##### Extrait à lire #####

Sur l’île d’Oléron, Roule ma frite carbure à l’huile de friture recyclée
Le Monde.fr | • Mis à jour le Par Pierre Le Hir – Oléron (Charente-Maritime) Envoyé spécial
Un jerricane d’huile dans le réservoir, et roule la « barquette » ! Le petit nom donné par l’association Roule ma frite à son « véhicule local et collectif de transport social« , alimenté avec de l’huile de friture recyclée.
Roule ma frite, la barquette… On croirait une blague de potache, si l’initiative ne s’appuyait sur un travail mené depuis plusieurs années sur l’île d’Oléron, avec le soutien des collectivités territoriales et des acteurs locaux. « Au début, tout le monde nous prenait pour des rigolos. Aujourd’hui, les gens se sont appropriés notre démarche », jubile Grégory Gendre, 34 ans, fondateur de l’association.
Cet enfant du pays, ex-journaliste économique et ancien chargé de communication de Greenpeace, s’est lancé en 2007 dans la collecte et le recyclage des huiles alimentaires usagées. La voie avait été ouverte en Allemagne dans les années 70, par des militants alternatifs du mouvement autonome, puis suivie un temps à Marseille, au début des années 2000. Roule ma frite-17 (pour Charente-Maritime) a pris le relais, en s’enracinant dans le tissu économique et social d’Oléron.
« ICI, IL FAUT S’ENTRAIDER »
Le principe est simple. Un véhicule utilitaire – roulant lui-même à l’huile recyclée – récupère les huiles de friture usagées des restaurants, snacks, campings, collèges, maisons de retraite ou particuliers. Un ramassage quotidien est organisé en été, quand la population de l’île grimpe de 25 000 à 250 000 habitants, une à deux par semaine le reste de l’année, chaque litre d’huile consommé pour le transport permettant d’en collecter entre 50 et 60. Coût du service pour la petite centaine d’adhérents : 50 euros de cotisation annuelle, certains versant volontairement jusqu’à 100 ou 150 euros.
Pierrick Moisy, qui tient le restaurant Le P’tit Bouchon à Saint-Pierre-d’Oléron, est un convaincu de la première heure. « Cela m’évite, gratuitement ou presque, d’apporter mes huiles usagées en déchetterie, explique-t-il. Et la valorisation de ces déchets sur place est un bon point pour l’environnement et l’économie locale. Ici, il faut s’entraider. »

#####

- _Travail à faire_
a – Dans l'article sur Roule ma frite, en quelle année Grégory Gendre s'est-il lancé dans la collecte des huiles alimentaires usagées ?
b – Reprenez l'article sur Roule ma frite et poursuivez-le à partir de sa dernière phrase, s'il vous plaît.

##### Lignes de données #####

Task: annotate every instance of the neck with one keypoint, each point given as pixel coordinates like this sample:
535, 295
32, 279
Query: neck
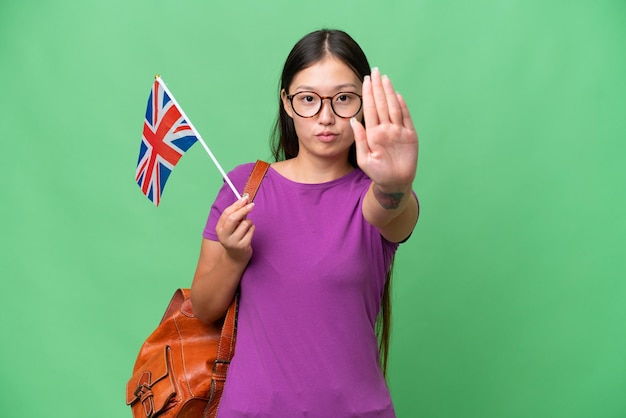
303, 170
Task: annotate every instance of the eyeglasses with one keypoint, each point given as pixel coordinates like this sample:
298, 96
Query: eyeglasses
307, 104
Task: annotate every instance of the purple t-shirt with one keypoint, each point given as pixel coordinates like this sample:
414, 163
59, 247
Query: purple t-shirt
306, 344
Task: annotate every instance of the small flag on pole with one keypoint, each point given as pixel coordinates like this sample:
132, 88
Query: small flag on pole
167, 135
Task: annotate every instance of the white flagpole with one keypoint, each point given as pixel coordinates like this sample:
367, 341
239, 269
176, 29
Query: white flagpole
206, 148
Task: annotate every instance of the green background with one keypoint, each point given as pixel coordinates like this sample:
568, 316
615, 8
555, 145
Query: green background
509, 299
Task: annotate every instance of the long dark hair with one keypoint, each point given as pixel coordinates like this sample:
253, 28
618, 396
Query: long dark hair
284, 142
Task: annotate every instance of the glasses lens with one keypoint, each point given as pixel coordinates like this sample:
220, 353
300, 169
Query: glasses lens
346, 105
306, 103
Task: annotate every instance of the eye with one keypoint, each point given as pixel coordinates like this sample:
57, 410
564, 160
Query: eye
344, 98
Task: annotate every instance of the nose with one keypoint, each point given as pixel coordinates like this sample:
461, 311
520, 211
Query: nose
326, 115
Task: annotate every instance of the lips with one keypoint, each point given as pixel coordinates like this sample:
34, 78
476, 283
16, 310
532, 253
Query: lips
326, 136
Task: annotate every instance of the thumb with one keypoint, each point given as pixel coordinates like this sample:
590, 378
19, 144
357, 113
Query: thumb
360, 138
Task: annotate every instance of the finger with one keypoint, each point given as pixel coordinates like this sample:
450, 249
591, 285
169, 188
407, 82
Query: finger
407, 121
370, 115
380, 99
395, 111
241, 231
360, 139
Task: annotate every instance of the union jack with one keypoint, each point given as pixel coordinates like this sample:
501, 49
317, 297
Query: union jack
166, 137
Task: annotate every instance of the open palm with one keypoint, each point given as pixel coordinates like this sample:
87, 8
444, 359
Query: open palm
386, 148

#####

- _Liste des réponses_
a – En 2007.

b –
Le liquide gras est traité dans un atelier artisanal, sur l’écopôle de la communauté de communes. « L’an dernier, nous avons fait 22 000 litres », annonce Romain Gaudier, responsable de l’installation. Le produit décante en bidon, le temps que se déposent les impuretés, avant d’être filtré sous vide. Il en sort une huile couleur d’ambre clair, vendue aux adhérents 70 centimes le litre. Un prix imbattable qui « aide certaines familles à boucler les fins de mois ».
PREMIER TEST : LE PETIT TRAIN TOURISTIQUE
Chaque jour, Roule ma frite reçoit, de toute la France, des appels d’automobilistes voulant passer commande. « Nous ne sommes pas pompistes, répond Romain Gaudier. Ce que nous voulons, c’est réduire l’empreinte carbone. Et faire de la pédagogie avec les restaurateurs, en les incitant à proscrire l’huile de palme, cause de déforestation. »
Avec les anciens moteurs diesel, l’huile de récupération peut être utilisée pure, sauf lors des grands froids, qui la rendent moins fluide. Pour les moteurs à injection plus récents, il faut la mélanger au diesel et un kit de bicarburation est nécessaire. Un premier test à grande échelle a été réalisé en 2010 et 2011, avec le petit train touristique de Saint-Trojan. Roule ma frite veut aujourd’hui prolonger l’expérience avec sa « barquette », pour y véhiculer travailleurs saisonniers, demandeurs d’emploi, personnes âgées isolées, scolaires ou utilisateurs des Restos du cœur.
Problème : en France, rouler à l’huile de friture – qui n’est pas homologuée comme carburant, et qui échappe donc à la taxe intérieure sur les produits pétroliers – est interdit. L’association espère, comme cela avait été le cas pour le petit train, une dérogation de la Direction générale de l’énergie et du climat. Au ministère de l’écologie qui préconise, comme additif au diesel, les esters d’huiles alimentaires, produits par des groupes industriels et aux performances environnementales supérieures, elle fait valoir que l’huile de friture est moins polluante que le diesel pur, surtout quand elle est recyclée en circuit court.
Au cas où le fisc s’en mêlerait, elle a tout de même provisionné quelques milliers d’euros. « Reste à savoir comment on taxe le kilomètre social », observe Grégory Gendre.
« À VISAGE DÉCOUVERT »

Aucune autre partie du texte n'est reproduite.